• [Document segment]
-- -- --
A recent UN report on killings over the past two and a half years mentioned the two people who had died during the demonstration on Feb 26, 2014, while only citing the ‘investigators’’ version of events, and making no mention of the fact that the prosecution was illegal.

Other reports have been equally inadequate.  The 13th UNHCR report recommended only that the de facto authorities and Russia “ensure due process and fair trial rights for Crimean Tatars detained in relation to the February 2014 demonstration”.  There can hardly be a fair trial on charges which defy all principles of law?

In its 14th report, the UNHCR was slightly clearer, but only because of the later trial of Andriy Kolomiyets, the Ukrainian Maidan activist recently sentenced to 10 years on absurd charges linked with Euromaidan in Kyiv.  UNHCR now mentions “serious concerns of compliance with the principle of legality, and particularly the retroactive application of the law.”

They should be less delicate in their wording since there is no compliance.  The men are all charged under Russian law over a demonstration which took place on Feb 26, 2014 in Ukrainian Crimea before Russia’s invasion and annexation of Crimea and therefore under Ukrainian law.

Even Russia’s Criminal Code (Article 12 § 3), is entirely clear that nationals who commit an offence on the territory of another country can only be prosecuted under Russian law if “the crime was directed against the interests of the Russian Federation or a citizen of the Russian Federation.”

Only Crimean Tatars have been targeted, although as well as around 10 thousand Crimean Tatars, there were a few thousand pro-Russian demonstrators outside the parliament buildings on Feb 26, 2014.  They were led by Sergei Aksyonov, the leader of a marginal pro-Russian party, who took control the following day with the help of Russian soldiers.  There are, in fact, grounds for believingthat the pro-Ukrainian demonstration on February 26, 2014, stopped Russia from achieving an effective coup without having to openly (if long denied) bring in Russian soldiers.
-- -- --
Records from a data collection:
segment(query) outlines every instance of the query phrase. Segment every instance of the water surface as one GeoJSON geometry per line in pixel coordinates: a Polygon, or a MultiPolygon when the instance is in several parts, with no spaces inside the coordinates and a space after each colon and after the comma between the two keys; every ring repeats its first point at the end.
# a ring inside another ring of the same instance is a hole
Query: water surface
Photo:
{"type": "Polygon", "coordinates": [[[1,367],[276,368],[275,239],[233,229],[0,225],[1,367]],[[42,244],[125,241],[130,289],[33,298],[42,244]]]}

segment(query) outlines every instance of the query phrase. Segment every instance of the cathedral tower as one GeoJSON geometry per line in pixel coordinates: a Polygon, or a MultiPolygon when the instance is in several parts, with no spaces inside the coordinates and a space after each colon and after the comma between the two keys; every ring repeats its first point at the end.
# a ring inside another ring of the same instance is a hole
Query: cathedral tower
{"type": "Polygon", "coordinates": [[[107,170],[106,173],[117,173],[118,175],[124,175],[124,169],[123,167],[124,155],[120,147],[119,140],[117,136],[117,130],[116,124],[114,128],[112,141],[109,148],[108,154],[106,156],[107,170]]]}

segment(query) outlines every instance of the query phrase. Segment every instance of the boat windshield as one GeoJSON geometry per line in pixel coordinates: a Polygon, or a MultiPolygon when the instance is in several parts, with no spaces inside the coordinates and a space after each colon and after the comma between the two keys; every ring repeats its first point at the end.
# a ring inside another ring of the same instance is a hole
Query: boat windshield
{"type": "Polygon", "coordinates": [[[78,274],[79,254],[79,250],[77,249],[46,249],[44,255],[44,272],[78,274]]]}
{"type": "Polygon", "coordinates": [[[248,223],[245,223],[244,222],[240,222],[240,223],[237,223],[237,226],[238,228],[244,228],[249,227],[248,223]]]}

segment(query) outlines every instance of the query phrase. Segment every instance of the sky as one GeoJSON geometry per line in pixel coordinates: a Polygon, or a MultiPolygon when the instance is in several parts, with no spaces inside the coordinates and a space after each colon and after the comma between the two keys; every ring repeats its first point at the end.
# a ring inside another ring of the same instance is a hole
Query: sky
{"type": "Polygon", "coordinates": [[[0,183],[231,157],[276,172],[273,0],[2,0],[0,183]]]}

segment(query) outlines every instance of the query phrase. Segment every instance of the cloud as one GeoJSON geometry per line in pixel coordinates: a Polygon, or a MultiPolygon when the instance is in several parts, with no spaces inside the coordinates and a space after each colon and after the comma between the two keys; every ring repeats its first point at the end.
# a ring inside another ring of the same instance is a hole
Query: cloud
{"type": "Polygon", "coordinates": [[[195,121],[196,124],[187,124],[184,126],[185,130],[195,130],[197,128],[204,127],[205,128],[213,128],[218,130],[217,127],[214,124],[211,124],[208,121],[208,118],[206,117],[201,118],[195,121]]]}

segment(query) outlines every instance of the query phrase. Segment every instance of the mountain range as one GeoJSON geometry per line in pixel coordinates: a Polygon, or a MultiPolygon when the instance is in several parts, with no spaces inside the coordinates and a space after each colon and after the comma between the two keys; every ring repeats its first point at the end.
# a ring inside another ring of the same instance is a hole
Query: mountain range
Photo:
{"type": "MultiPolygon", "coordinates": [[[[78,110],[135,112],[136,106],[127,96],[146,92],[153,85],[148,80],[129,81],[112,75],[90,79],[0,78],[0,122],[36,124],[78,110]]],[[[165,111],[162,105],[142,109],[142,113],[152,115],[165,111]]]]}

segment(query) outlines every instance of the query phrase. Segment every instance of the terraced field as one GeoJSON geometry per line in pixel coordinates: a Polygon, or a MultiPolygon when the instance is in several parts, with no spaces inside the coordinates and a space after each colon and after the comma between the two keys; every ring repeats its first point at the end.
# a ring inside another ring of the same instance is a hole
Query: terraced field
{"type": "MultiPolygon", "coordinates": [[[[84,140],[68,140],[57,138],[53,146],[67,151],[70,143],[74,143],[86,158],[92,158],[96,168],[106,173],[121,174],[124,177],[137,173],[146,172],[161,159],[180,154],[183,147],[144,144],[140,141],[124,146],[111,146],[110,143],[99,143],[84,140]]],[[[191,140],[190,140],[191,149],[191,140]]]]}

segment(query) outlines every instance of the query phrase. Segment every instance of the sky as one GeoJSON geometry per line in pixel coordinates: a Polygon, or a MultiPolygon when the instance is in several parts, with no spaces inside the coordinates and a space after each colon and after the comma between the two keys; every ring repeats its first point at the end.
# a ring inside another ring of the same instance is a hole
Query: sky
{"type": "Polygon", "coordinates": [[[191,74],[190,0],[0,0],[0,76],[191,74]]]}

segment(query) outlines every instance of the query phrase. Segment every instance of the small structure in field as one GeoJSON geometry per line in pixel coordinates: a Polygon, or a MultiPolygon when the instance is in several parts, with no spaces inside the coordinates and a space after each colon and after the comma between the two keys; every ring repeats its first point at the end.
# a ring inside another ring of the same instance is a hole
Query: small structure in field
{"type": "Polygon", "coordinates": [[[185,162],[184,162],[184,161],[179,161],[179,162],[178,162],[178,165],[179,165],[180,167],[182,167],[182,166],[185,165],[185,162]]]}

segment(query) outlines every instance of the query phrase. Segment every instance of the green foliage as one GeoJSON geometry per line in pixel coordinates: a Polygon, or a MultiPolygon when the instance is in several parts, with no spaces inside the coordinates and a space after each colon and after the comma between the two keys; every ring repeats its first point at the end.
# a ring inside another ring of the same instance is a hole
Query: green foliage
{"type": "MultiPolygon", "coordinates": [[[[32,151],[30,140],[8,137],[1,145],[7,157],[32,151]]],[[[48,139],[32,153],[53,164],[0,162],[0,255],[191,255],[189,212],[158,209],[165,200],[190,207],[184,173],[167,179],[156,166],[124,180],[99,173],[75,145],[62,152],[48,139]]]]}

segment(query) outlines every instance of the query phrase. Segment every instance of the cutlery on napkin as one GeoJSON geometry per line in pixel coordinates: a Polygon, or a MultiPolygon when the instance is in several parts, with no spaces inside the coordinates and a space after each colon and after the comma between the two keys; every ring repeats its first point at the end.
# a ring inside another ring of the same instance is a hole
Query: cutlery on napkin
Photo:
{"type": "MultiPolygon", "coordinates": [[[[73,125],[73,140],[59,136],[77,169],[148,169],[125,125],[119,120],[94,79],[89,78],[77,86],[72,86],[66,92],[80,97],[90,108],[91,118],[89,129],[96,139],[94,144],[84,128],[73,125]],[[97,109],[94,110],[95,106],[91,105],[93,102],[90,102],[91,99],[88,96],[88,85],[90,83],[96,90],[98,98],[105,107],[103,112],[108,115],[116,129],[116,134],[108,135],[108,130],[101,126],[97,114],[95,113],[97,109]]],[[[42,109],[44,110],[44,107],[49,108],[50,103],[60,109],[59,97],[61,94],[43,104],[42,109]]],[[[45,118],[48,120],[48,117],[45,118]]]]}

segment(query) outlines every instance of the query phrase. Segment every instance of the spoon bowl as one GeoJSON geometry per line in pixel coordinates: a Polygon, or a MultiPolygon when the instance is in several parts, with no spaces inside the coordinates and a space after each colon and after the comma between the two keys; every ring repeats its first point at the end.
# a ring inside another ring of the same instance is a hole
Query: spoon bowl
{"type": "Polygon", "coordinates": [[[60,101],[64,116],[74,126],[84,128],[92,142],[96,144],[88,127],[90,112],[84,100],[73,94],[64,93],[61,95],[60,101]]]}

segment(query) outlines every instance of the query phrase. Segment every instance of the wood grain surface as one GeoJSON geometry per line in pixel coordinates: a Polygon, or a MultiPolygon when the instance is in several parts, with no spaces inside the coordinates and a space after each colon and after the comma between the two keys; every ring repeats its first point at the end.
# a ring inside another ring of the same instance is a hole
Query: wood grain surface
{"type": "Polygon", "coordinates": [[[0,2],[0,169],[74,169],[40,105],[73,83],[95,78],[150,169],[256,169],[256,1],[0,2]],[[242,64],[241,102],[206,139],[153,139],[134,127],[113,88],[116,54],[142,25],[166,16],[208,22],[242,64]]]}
-- -- --
• [Exercise prompt]
Write out the full text on the prosecution of Crimean Tatars over the February 26, 2014 demonstration, word for word.

• [Solution for this exercise]
A recent UN report on killings over the past two and a half years mentioned the two people who had died during the demonstration on Feb 26, 2014, while only citing the ‘investigators’’ version of events, and making no mention of the fact that the prosecution was illegal.

Other reports have been equally inadequate.  The 13th UNHCR report recommended only that the de facto authorities and Russia “ensure due process and fair trial rights for Crimean Tatars detained in relation to the February 2014 demonstration”.  There can hardly be a fair trial on charges which defy all principles of law?

In its 14th report, the UNHCR was slightly clearer, but only because of the later trial of Andriy Kolomiyets, the Ukrainian Maidan activist recently sentenced to 10 years on absurd charges linked with Euromaidan in Kyiv.  UNHCR now mentions “serious concerns of compliance with the principle of legality, and particularly the retroactive application of the law.”

They should be less delicate in their wording since there is no compliance.  The men are all charged under Russian law over a demonstration which took place on Feb 26, 2014 in Ukrainian Crimea before Russia’s invasion and annexation of Crimea and therefore under Ukrainian law.

Even Russia’s Criminal Code (Article 12 § 3), is entirely clear that nationals who commit an offence on the territory of another country can only be prosecuted under Russian law if “the crime was directed against the interests of the Russian Federation or a citizen of the Russian Federation.”

Only Crimean Tatars have been targeted, although as well as around 10 thousand Crimean Tatars, there were a few thousand pro-Russian demonstrators outside the parliament buildings on Feb 26, 2014.  They were led by Sergei Aksyonov, the leader of a marginal pro-Russian party, who took control the following day with the help of Russian soldiers.  There are, in fact, grounds for believingthat the pro-Ukrainian demonstration on February 26, 2014, stopped Russia from achieving an effective coup without having to openly (if long denied) bring in Russian soldiers.